▸ **TESTO DA LEGGERE**
^^^^^^^^^^^^^^^^

Il drone killer statunitense all’aeroporto di Baghad fa una strage in cui viene ammazzato il super capo delle milizie irachene e numero uno dell’Iran ormai designato Qassem Soleimani.
Un atto di guerra senza precedenti, un gigantesco carico di dinamite sul fuoco di una crisi che accende la polveriera mediorientale e rischia di avere effetti devastanti in tutto il mondo.
Donald Trump – che sembrava aver trovato una sorta di ‘pace’ a livello internazionale – torna ad essere quello Stranamore che molti temevano dopo l’incoronazione presidenziale; e ora in vista del prossimo voto di novembre torna ad appiccare quelle micidiali polveri da presidente-folle che prende il mondo a calci.
‘O Sceriffo de noantri, Matteo Salvini, coglie la palla al balzo e inneggia al leader a stelle e strisce che ha fatto fuori il terrorista iraniano. Dà letteralmente di matto, l’ex titolare del Viminale, rischiando di attirare sull’Italia le probabili, prossime reazioni: non certo ‘bacioni’, come ama dire lo Stranamore di casa nostra.
Perché – pochi lo sanno, e la Voce lo ha appena scritto ieri – nella super base americana di Sigonella sono appena sbarcati – cadeau di fine anno – 2 droni da guerra super attrezzati, con ogni probabilità dello stesso tipo di quelli utilizzati nell’assalto all’aeroporto di Baghdad.

^^^^^^^^^^^^^^^^

▸ **RIGHE MEMORIZZATE**
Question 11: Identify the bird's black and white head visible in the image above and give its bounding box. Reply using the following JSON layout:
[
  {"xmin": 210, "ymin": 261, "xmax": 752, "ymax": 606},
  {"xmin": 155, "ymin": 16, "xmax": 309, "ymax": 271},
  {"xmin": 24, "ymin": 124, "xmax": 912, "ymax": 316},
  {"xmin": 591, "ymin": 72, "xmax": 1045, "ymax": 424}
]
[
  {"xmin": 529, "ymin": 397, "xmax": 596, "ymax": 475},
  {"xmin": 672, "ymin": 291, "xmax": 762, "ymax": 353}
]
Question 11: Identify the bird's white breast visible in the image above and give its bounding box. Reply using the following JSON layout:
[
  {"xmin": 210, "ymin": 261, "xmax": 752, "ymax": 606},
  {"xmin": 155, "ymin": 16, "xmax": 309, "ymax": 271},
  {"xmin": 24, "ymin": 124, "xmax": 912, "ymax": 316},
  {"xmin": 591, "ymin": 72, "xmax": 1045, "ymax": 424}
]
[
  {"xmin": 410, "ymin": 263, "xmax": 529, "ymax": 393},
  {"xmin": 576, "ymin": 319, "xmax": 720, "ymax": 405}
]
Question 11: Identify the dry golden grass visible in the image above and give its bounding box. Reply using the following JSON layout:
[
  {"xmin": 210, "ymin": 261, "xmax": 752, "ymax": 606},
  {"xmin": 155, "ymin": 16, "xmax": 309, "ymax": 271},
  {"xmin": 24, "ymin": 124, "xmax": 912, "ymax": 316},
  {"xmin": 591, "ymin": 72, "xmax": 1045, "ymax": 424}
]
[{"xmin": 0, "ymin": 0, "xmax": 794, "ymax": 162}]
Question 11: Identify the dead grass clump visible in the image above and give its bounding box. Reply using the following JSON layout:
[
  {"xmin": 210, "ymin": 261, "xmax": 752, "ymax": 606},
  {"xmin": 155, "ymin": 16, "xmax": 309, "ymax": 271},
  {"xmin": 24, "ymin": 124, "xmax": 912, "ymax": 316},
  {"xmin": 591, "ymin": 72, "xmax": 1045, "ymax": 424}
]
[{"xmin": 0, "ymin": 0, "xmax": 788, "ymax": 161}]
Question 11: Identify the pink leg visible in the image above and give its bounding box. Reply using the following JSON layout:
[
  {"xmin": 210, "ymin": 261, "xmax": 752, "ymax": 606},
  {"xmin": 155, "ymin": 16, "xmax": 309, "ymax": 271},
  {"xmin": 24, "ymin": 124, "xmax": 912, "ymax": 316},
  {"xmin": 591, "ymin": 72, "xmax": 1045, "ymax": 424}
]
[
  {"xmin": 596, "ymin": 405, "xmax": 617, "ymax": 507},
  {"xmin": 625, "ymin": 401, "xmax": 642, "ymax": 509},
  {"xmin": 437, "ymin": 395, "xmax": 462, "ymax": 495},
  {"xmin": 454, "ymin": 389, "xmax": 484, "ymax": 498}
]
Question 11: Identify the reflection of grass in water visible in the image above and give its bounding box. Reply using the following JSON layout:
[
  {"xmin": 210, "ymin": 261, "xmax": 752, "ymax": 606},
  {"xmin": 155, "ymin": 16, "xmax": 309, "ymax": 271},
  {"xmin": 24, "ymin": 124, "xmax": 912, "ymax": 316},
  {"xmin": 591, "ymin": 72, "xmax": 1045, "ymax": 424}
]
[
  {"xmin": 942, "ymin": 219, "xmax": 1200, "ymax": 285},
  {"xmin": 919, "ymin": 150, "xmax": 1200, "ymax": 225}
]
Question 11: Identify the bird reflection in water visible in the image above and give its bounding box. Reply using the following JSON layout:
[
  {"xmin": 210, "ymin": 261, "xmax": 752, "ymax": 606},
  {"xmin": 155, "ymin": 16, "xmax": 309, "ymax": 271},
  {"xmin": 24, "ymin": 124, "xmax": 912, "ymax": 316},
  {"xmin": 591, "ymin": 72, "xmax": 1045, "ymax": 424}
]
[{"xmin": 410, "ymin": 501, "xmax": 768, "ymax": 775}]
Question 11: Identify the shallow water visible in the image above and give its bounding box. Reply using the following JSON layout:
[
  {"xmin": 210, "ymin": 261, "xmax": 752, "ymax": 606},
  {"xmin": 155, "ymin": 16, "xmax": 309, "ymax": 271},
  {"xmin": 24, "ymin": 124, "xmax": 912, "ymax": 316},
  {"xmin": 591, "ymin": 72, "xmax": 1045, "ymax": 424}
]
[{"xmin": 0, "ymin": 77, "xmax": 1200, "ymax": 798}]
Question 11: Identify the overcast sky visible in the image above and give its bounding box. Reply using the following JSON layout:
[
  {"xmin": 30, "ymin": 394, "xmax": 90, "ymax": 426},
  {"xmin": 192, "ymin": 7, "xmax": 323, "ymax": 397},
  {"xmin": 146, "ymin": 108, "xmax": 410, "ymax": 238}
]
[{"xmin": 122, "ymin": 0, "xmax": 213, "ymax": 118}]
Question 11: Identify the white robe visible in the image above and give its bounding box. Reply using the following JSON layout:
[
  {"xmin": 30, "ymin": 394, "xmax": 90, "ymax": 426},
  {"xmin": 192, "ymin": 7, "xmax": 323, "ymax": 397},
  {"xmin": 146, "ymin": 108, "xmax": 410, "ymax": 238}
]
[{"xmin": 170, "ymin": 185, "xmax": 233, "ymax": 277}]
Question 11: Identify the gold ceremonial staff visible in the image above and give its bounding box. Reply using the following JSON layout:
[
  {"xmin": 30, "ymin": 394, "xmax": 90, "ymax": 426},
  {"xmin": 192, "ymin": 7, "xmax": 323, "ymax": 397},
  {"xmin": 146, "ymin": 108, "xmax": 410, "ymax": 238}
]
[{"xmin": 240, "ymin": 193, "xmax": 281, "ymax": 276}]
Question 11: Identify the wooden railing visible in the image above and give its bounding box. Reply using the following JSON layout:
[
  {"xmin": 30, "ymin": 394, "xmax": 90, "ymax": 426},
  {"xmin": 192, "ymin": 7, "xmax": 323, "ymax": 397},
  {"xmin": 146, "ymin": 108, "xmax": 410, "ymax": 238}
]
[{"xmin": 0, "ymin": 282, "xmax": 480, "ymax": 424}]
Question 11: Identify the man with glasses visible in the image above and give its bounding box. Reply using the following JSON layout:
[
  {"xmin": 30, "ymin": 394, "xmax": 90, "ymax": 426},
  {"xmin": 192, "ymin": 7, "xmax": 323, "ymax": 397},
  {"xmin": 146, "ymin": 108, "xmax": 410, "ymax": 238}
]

^^^^^^^^^^^^^^^^

▸ **RICHIESTA**
Continui l'articolo sull'uccisione di Qassem Soleimani all'aeroporto di Baghdad, riprendendo subito dopo l'ultima frase riportata. I dati costituiscono materiale a sé stante, distinto dal testo.

▸ **RISULTATO DELL'ESERCIZIO**
E altri 3 sbarcheranno a brevissimo, per dar vita ad una potentissima unità d’attacco proiettata in pieno Mediterraneo, ottima e abbondante per vedere, sotto i nostri occhi, partire assalti nell’area mediterranea e mediorientale. E quindi, facile bersaglio per coloro i quali vogliono “far del male” (sic) agli americani assassini e ai loro fedeli, scodinzolanti alleati.
Di seguito potete leggere quel pezzo, ieri collocato nella rubrica ‘Potere’.
Ma ora sorge subito una domanda grossa e alta come le Torri Gemelle. Come mai nelle immediate ore che hanno fatto seguito alla strage dell’aeroporto di Baghdad, nessuna forza politica ha detto una parola concreta? Come mai il ministro degli Esteri – il nulla secondo Paragone – Giggino Di Maio non ha pensato fosse il caso di far sentire la voce dell’Italia? Perché il premier Giuseppe Conte fa il pesce in barile?
Come mai il tanto solidale, umanitario e giovanilista capo dello Stato, mummia Mattarella, non pronuncia una sola sillaba?
C’è solo da sperare in Papa Francesco, l’unico che a questo punto possa gridare Pace con una effettiva credibilità.
LA MANI PULITE TAROCCATA DAGLI STATES
Esce in questi giorni nelle sale “Hammamet” di Gianni Amelio, con super Favino nei panni di Bettino Craxi. E val la pena di rammentare agli italiani senza memoria la stratosferica differenza di spessore tra gli attuali ‘governanti’ e gli statisti d’un tempo, Enrico Berlinguer, Aldo Moro e lo stesso Craxi, il quale ebbe il coraggio di opporsi con forza e con coerenza agli yankee nella vicenda dei missili di Sigonella, nel 1985.
Cosa mai avrebbero fatto, allora, un Conte e un Di Maio se con calarsi le braghe?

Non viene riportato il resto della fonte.